Transcribe exactly, and only, the lines from the one containing "Step 1: review the image. Step 2: locate man's elbow." through the end of the entries below, leaving the pictures out.

*** Data section ***

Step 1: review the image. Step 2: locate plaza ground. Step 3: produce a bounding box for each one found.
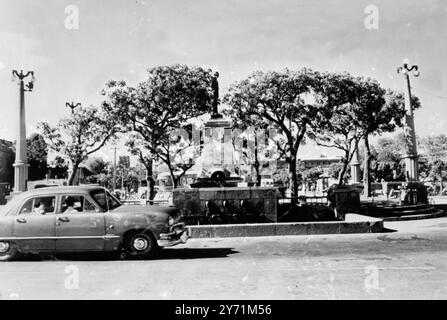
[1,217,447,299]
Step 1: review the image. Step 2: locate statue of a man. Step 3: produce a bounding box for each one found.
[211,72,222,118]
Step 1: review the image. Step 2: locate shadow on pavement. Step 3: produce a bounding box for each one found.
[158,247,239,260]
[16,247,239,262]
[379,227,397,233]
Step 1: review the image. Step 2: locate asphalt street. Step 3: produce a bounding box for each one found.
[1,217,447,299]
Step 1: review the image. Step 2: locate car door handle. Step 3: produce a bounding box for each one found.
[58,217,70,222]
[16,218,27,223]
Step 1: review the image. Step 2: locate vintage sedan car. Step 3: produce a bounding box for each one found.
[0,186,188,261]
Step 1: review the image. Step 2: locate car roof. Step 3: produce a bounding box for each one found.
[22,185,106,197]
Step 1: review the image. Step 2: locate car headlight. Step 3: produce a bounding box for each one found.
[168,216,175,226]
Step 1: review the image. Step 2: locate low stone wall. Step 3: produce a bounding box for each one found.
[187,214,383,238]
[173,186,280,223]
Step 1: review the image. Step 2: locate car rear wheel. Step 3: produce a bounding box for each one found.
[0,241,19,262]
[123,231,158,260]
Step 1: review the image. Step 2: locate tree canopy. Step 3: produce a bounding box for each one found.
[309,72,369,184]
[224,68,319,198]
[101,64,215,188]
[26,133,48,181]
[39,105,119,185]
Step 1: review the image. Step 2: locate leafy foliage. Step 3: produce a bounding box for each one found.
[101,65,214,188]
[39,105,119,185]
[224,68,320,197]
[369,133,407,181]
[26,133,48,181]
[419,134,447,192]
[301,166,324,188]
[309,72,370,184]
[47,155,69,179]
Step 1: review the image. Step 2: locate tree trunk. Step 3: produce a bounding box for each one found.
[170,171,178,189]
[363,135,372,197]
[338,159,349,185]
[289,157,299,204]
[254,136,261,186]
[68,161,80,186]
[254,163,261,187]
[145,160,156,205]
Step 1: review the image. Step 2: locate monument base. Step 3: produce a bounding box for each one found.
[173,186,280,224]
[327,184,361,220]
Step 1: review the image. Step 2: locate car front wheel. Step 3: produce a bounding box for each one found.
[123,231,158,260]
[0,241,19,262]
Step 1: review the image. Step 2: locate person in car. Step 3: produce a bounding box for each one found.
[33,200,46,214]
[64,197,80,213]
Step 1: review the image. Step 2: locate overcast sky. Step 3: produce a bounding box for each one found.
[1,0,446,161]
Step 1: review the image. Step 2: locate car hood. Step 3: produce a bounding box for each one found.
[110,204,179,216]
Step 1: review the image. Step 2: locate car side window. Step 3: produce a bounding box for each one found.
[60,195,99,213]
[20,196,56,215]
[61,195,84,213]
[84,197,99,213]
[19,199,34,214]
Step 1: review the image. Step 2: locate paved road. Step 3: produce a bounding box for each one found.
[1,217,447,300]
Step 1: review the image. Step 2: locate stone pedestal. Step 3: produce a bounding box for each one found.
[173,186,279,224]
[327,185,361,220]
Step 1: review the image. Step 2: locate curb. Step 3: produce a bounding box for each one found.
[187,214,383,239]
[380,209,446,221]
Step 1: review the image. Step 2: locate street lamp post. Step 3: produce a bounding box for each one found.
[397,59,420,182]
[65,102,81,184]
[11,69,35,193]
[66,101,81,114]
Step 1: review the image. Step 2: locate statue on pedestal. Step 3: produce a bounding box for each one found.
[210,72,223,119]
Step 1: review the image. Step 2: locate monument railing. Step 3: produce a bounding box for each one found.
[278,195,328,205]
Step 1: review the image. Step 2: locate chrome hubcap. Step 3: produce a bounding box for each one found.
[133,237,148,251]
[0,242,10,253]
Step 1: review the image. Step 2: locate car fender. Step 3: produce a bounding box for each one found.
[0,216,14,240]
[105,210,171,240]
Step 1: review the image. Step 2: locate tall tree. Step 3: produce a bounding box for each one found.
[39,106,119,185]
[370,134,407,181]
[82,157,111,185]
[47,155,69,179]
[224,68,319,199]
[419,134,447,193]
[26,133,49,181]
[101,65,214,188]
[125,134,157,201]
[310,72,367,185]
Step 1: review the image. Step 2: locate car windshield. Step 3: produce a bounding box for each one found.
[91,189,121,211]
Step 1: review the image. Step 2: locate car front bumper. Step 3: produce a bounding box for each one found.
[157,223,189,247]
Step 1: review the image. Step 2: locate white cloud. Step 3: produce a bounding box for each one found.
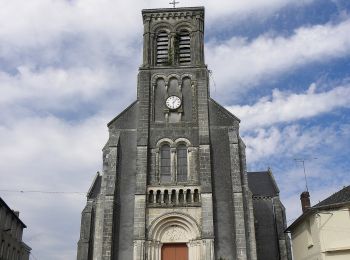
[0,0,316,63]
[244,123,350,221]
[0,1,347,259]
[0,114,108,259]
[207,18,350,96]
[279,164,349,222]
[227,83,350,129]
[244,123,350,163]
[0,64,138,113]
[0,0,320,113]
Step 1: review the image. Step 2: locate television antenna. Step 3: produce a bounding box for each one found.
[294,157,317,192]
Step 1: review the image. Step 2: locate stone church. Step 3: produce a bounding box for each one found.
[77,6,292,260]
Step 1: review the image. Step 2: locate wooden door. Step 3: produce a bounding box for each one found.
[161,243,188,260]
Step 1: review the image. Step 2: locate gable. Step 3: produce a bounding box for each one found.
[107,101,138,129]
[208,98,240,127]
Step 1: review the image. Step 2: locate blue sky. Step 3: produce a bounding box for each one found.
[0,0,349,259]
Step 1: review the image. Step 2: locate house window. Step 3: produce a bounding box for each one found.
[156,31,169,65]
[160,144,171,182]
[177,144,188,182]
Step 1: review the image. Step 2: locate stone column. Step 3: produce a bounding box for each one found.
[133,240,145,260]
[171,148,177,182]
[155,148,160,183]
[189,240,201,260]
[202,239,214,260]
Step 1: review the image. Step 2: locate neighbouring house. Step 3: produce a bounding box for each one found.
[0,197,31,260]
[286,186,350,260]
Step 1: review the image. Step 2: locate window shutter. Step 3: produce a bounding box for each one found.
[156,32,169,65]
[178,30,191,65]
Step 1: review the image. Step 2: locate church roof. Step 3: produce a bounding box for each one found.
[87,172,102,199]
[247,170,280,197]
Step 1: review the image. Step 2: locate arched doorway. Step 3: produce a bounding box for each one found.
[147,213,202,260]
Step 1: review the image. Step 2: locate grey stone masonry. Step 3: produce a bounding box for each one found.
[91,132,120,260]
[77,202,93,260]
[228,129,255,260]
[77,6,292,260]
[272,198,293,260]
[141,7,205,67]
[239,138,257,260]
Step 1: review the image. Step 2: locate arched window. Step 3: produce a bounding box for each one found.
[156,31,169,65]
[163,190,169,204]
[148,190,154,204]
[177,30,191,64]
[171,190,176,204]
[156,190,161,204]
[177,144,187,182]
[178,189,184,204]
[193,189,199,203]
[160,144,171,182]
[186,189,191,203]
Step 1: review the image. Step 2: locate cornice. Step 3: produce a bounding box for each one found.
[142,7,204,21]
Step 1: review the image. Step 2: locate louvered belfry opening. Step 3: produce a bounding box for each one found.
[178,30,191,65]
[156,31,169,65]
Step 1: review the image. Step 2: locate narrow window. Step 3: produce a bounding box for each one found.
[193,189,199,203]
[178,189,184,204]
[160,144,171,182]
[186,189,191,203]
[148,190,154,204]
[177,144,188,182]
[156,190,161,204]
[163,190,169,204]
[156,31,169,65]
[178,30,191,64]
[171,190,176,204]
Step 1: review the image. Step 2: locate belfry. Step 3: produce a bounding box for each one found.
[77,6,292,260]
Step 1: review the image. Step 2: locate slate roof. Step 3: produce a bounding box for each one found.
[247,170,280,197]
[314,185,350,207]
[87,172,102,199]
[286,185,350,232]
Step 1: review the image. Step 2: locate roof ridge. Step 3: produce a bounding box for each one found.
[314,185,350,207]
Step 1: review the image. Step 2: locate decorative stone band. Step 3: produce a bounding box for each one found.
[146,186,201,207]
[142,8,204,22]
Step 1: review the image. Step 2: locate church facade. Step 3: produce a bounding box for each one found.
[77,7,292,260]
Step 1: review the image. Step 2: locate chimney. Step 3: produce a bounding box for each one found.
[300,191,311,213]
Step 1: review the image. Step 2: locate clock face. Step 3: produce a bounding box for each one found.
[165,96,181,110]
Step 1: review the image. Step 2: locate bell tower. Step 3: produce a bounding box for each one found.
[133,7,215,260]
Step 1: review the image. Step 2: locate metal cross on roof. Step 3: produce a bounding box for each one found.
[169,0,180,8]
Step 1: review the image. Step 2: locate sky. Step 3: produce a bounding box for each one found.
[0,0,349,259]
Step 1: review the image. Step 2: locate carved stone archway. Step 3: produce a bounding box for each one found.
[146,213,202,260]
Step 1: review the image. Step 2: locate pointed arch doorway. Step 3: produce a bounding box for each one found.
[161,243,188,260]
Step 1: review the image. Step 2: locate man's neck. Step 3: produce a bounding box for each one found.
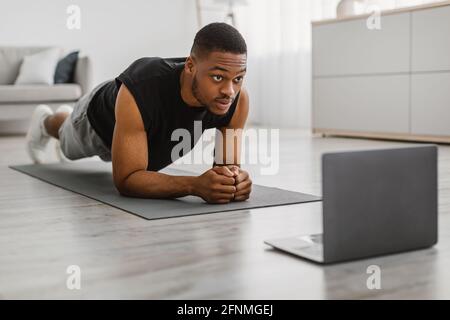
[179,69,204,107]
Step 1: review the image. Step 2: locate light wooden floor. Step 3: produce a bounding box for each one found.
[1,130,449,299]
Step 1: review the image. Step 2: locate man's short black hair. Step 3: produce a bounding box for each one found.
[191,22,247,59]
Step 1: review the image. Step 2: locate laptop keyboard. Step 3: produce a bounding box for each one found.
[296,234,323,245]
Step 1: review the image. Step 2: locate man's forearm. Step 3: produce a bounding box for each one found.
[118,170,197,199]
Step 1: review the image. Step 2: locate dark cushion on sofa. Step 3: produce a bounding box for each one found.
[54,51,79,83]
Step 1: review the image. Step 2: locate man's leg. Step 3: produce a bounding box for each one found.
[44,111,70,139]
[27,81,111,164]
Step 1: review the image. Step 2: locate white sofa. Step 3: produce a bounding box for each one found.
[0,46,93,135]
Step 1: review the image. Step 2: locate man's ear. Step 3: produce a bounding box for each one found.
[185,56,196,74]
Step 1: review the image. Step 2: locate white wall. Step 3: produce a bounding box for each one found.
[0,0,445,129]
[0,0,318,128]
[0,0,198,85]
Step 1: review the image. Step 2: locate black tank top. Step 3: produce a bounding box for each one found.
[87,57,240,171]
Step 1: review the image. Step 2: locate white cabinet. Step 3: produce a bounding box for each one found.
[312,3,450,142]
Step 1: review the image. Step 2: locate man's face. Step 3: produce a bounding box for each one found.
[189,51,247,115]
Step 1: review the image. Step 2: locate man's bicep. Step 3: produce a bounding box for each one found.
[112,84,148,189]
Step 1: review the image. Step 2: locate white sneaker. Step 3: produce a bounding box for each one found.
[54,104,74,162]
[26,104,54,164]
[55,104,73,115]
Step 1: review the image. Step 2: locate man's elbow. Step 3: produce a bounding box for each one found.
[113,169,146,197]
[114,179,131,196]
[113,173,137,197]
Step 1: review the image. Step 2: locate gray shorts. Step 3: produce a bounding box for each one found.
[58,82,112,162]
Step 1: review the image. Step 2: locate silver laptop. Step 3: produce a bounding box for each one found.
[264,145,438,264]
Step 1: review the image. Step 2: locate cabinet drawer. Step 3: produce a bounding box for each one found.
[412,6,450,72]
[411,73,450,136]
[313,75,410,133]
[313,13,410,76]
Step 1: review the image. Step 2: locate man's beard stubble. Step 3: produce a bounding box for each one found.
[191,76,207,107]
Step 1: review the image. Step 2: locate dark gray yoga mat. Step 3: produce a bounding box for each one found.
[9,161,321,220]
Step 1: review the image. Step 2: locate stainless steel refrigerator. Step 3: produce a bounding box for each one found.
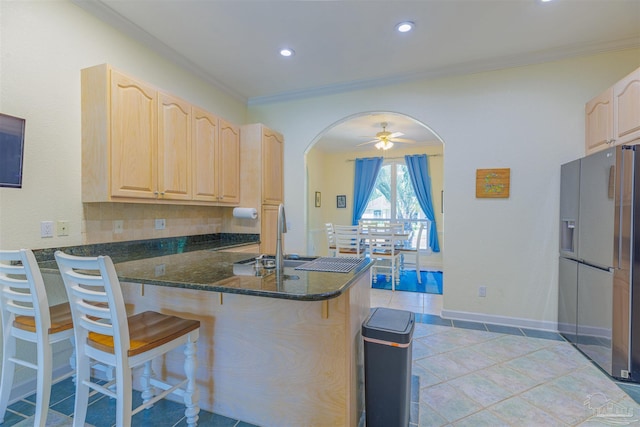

*** End of Data section ***

*Answer to this task*:
Step 1: review the image. Step 2: locate man's elbow. Step 3: produce a bounding box for each one found.
[113,169,146,197]
[114,179,131,196]
[113,173,137,197]
Step 1: review the image. Step 2: locate gray shorts. Step 3: produce a bounding box for each one found.
[58,82,112,162]
Step 1: review the image. Step 2: locate silver laptop. Step 3: produce a bounding box for each one found.
[264,145,438,264]
Step 1: review the image. Step 2: locate cabinet drawer. Step 3: produce a bounding box for each one found.
[412,6,450,72]
[411,73,450,136]
[313,75,410,133]
[313,13,410,76]
Step 1: review the image. Step 2: locate man's beard stubble. Step 3: produce a bounding box for each one found.
[191,76,207,107]
Step 1: review the image. Step 2: locate dark gray yoga mat. Step 3: produce a bounding box for each one found.
[9,161,321,220]
Step 1: review the image. Step 2: locate stainless steel refrigerator. Step 3: produce a bounding box for each one found.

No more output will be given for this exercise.